**WHAT THE TASK REQUIRES**. Rewrite every line in the stretch from the line containing "Seedling-scouting request: tag the kitchen knife" through the end of the records below. Multiply each coordinate by 2.15 and round it to a whole number, with halves rounded up, and keep all other wording the same.

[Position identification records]
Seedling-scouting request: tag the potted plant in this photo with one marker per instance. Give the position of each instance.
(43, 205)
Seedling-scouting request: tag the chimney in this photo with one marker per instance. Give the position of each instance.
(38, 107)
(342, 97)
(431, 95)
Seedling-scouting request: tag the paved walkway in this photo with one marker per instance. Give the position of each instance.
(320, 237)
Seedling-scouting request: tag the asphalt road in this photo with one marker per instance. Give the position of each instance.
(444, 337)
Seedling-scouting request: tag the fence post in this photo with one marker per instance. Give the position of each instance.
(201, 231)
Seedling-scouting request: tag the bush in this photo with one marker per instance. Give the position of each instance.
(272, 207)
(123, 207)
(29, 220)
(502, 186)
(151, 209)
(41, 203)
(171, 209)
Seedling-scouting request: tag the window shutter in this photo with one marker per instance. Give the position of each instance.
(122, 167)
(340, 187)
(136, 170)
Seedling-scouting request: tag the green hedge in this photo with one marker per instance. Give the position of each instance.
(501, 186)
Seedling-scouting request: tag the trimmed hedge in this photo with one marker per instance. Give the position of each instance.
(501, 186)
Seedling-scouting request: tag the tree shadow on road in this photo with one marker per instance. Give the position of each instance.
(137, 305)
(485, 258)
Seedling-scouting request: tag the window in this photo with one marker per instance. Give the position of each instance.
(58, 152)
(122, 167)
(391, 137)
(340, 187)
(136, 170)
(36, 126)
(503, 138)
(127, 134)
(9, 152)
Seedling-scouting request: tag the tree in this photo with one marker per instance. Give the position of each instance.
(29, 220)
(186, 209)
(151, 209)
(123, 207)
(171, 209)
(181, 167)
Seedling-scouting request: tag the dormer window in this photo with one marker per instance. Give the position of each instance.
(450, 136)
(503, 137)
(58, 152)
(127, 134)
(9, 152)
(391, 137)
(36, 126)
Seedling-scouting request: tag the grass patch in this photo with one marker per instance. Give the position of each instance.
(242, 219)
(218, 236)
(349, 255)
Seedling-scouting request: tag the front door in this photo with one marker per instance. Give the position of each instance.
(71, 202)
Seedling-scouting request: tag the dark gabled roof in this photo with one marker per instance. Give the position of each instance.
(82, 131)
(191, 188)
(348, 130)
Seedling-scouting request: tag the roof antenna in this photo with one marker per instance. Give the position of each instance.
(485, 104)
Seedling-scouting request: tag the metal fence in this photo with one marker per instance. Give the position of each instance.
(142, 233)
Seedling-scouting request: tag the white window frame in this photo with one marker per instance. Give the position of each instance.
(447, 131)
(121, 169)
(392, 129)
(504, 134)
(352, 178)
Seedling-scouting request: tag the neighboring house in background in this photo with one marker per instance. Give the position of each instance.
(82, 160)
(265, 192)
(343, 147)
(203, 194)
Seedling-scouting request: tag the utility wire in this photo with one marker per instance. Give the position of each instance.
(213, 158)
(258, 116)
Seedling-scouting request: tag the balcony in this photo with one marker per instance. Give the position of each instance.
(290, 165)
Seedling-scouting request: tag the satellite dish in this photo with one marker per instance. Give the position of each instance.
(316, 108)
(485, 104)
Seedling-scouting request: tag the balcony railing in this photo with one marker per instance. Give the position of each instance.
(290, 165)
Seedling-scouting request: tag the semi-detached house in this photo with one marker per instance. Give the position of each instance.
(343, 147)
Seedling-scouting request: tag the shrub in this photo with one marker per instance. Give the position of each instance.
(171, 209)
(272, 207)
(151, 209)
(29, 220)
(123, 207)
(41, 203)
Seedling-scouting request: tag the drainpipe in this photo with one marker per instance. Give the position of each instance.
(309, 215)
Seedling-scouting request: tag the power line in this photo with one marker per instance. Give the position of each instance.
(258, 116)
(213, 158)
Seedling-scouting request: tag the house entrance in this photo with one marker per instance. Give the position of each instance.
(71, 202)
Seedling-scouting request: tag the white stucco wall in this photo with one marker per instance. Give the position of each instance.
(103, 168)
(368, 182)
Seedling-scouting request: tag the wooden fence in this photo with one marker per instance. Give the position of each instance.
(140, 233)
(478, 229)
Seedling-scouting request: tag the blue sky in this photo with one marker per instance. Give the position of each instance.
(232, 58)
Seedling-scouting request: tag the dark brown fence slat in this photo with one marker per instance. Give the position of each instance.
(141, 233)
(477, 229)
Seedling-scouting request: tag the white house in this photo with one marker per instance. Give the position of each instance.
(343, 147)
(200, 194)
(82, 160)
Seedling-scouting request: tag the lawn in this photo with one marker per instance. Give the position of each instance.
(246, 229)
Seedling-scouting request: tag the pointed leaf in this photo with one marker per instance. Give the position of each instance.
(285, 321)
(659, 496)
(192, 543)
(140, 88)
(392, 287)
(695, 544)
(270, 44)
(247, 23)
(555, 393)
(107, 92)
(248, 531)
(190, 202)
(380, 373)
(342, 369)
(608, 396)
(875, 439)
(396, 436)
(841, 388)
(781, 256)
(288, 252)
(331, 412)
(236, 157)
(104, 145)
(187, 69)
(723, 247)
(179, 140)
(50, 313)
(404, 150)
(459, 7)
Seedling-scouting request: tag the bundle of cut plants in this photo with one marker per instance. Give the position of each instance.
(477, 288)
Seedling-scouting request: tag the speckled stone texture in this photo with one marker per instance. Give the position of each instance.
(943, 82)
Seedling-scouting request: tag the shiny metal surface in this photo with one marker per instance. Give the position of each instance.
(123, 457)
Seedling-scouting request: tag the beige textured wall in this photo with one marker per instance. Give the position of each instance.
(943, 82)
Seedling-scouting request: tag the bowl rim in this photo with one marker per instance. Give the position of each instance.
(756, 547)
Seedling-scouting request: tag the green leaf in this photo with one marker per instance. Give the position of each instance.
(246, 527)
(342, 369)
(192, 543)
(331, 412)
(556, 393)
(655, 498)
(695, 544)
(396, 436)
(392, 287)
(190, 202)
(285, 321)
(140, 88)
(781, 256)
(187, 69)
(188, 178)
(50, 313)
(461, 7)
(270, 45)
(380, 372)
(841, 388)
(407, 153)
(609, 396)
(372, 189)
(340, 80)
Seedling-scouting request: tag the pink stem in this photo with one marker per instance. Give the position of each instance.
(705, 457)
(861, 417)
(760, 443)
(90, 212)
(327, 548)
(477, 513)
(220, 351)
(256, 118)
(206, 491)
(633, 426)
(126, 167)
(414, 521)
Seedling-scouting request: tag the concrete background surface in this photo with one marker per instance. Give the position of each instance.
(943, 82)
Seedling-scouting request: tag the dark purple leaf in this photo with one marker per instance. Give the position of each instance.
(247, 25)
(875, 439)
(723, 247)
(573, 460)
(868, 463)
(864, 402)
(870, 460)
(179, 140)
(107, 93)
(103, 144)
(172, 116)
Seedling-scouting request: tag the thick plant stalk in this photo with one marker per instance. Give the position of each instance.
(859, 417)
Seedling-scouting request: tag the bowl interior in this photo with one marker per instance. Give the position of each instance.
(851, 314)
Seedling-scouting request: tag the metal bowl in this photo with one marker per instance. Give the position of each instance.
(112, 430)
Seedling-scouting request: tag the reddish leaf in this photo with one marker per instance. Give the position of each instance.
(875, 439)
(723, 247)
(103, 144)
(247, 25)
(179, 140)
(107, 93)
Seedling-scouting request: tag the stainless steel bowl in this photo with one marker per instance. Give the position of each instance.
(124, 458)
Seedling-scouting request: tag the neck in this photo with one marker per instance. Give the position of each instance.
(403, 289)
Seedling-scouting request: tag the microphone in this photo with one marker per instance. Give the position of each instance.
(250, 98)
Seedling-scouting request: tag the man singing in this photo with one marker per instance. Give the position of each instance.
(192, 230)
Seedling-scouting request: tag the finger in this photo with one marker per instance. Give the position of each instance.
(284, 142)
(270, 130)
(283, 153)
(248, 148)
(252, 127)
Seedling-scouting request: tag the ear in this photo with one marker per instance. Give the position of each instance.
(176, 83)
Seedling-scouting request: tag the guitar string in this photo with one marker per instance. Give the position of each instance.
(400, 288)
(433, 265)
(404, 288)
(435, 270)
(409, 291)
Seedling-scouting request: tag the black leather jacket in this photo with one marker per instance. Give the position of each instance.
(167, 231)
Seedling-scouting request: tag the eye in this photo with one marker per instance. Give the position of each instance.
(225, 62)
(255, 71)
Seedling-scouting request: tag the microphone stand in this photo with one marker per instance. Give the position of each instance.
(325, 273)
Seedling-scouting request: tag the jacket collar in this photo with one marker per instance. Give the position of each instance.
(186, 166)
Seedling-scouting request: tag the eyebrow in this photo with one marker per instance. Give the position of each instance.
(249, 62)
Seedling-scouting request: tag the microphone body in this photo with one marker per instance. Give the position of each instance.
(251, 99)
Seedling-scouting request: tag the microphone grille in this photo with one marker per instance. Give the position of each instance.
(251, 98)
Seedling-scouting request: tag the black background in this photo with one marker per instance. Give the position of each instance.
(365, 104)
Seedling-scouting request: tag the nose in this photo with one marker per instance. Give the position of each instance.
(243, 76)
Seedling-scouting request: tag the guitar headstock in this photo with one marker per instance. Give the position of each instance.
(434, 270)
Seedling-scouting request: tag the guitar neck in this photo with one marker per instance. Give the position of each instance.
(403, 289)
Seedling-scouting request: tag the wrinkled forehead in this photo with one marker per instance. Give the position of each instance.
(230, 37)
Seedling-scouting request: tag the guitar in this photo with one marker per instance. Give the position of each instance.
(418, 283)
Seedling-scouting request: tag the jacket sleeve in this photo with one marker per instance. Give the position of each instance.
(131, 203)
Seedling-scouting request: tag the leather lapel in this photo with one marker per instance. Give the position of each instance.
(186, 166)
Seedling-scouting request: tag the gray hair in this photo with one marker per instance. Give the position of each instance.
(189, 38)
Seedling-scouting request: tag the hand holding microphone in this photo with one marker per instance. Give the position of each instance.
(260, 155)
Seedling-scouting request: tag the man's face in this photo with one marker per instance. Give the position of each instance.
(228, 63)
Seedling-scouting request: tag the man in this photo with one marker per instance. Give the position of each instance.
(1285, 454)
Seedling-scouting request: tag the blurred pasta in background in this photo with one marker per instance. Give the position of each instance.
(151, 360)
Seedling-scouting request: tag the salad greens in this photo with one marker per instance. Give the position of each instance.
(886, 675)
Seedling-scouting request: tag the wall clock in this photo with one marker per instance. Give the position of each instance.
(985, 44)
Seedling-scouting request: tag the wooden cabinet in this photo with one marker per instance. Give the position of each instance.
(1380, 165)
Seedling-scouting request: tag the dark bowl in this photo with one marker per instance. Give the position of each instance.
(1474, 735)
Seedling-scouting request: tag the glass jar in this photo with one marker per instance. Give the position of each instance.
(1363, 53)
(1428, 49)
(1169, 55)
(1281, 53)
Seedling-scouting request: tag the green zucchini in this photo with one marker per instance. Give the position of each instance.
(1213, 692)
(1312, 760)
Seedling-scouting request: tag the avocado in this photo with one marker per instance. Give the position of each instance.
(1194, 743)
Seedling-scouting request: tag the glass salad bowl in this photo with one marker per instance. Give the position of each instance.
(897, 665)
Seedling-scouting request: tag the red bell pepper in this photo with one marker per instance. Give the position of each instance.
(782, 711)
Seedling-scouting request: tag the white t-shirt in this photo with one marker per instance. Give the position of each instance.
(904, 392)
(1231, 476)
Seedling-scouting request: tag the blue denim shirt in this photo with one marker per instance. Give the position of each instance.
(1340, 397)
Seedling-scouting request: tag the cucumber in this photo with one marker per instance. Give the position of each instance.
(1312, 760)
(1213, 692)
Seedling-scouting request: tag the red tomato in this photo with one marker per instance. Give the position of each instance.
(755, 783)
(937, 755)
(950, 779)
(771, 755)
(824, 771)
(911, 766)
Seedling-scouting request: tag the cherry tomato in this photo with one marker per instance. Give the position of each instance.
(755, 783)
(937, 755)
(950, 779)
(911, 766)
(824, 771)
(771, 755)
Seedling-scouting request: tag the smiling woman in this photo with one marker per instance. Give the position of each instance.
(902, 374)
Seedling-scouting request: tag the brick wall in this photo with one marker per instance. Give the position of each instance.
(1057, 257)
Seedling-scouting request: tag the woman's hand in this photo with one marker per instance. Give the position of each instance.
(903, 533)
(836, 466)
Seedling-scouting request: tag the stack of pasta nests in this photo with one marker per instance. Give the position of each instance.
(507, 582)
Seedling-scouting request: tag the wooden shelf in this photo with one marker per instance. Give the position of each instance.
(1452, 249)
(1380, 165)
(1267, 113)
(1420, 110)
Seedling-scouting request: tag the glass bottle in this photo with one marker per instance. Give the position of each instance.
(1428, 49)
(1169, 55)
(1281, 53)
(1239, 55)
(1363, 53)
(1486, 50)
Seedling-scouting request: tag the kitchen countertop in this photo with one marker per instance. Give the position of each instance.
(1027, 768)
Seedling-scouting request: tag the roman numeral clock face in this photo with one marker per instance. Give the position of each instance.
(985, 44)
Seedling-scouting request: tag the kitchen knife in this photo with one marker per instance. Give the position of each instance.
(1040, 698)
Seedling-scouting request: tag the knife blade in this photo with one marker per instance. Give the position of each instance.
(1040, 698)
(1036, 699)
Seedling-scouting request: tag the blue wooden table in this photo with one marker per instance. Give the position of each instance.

**RIGHT ANSWER**.
Seedling-scouting request: tag the kitchen knife in this photo with one marker per instance. Give the position of each instance.
(2236, 1501)
Seedling-scouting request: tag the knife blade in this photo with one marker per instance. Give the position of each instance.
(2236, 1501)
(2227, 1503)
Seedling-scouting request: tag the blue wooden table in this photo with one marker per instance. Give the position of each instance.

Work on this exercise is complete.